Selected text:
◆ ◆ ◆ ◆ ◆

Well, that was interesting. How many times can you say that? The announced theme of the first night of the Republican (Trump) National Convention was Make America Safe Again, but that will be no more than a bit of political trivia one day. No one will remember anything from that first night other than Melania Trump giving a speech about how wonderful her husband was, much of which was lifted word-for-word from the 2008 convention speech Michelle Obama gave, about how wonderful her husband was. That was interesting, and that led to two days of the Trump people saying this wasn’t plagiarism at all – just Hillary Clinton out to destroy a rival strong woman, as she always does, even if Hillary Clinton wisely said no word about Melania Trump’s speech. She didn’t have to. Everyone saw the side-by-side texts and heard the side-by-side clips. Everyone was laughing. Then, after two days – Monday evening to Wednesday afternoon – a Trump staffer finally admitted it was her fault. She rewrote the speech. She did the plagiarizing, and she was really sorry, and she had offered to resign, but Donald Trump would’t hear of it. He then gleefully tweeted out that all publicity is good publicity (“all press is good press”) and that was that. That also ate up two days of news cycles. Make America Safe Again? What?
The announced theme for the second night was Make America Work Again – but there was no talk of the jobs and the economy. After Rudy Giuliani foamed at the mouth for a bit – it seems we’re all going to die if America elects Hillary – Chris Christie launched into his call-and-response indictment of everything Hilary Clinton had ever done wrong. With each item he’d asked if she was guilty. They’d shout out GUILTY! The crowd would then chant LOCK HER UP! This went on for what seemed like an hour, getting more intense with each call and response. Christie really had them whipped up.
Nicholas Kristof has a bit of a problem with that:
There has been lots of venom here at the Republican National Convention, and today it came down to this: A Trump delegate and adviser publicly urged that Hillary Clinton should be put in front of a firing squad and executed for treason.
Al Baldasaro, a Republican state representative from New Hampshire who spoke up as a veteran for Trump earlier in the campaign, suggested that Clinton should be shot for telling lies about Benghazi and mishandling emails.
That was interesting, but Kristof has spent decades as a foreign correspondent and knows that one thing does lead to another:
In democracies, it’s natural to denounce opponents. But it’s in tin-pot dictatorships that opponents are locked up. When you’ve covered autocracies in countries where politicians are actually locked up after losing power struggles, you really don’t aspire for that in your own country.
This trend toward demonizing the opposition reached its apotheosis with Carson tying Clinton to the devil and Baldasaro saying that she should be executed.
“I’m a veteran that went to Desert Shield, Desert Storm,” he said on The Kuhner Report, a talk radio show based in Boston. “I’m also a father who sent a son to war, to Iraq, as a Marine Corps helicopter avionics technician. Hillary Clinton to me is the Jane Fonda of the Vietnam. She is a disgrace for the lies that she told those mothers about their children that got killed over there in Benghazi. She dropped the ball on over 400 emails requesting back up security. Something’s wrong there.”

◆ ◆ ◆ ◆ ◆

Available data:
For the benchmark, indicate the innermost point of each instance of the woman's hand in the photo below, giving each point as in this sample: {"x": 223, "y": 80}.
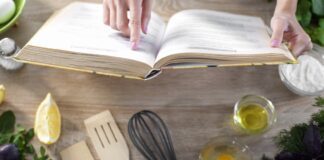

◆ ◆ ◆ ◆ ◆

Exercise: Please write the next part of the commentary on the Republican National Convention, starting right after its final sentence above.

Reply:
“This whole thing disgusts me,” he said. “Hillary Clinton should be put in the firing line and shot for treason.”
Baldasaro later stood by his remarks when journalists reached out to him. On Twitter, he wrote, “As an American, I believe in the Constitution, freedom of speech and the rule of law: No one is above the law, not even Clinton.”
And thus she should die, or maybe not:
The Secret Service said it was investigating the comments, and the Trump campaign disavowed them, if not the man who made them. Hope Hicks, the Trump campaign’s spokeswoman, told NH1 News in New Hampshire that Baldasaro “doesn’t speak for the campaign,” and then added, “We’re incredibly grateful for his support, but we don’t agree with his comments.”
When a presidential campaign has to clarify that it does not favor executing its opponent, maybe that reflects a larger problem.
Perhaps it does. As for good jobs for everyone and a red-hot economy… well, it seems that discussion of that will have to wait.
That was two lost nights, where the announced theme magically disappeared. Perhaps Trump isn’t a masterful manager of everything – but that couldn’t happen three nights in a row. The third night was Mike Pence’s night. Trump’s running mate would introduce himself to America – a calm and pleasant and level-headed person to balance out the ticket. What could go wrong?
That’s where things got interesting again. Patrick Healy and Jonathan Martin report on the unexpected Cruz missile:
Republican leaders tried to pivot to the general election on Wednesday night but instead watched their convention erupt into a bitter replay of the presidential nomination fight as Senator Ted Cruz pointedly refused to endorse his former rival, Donald J. Trump, and was shouted down by furious delegates.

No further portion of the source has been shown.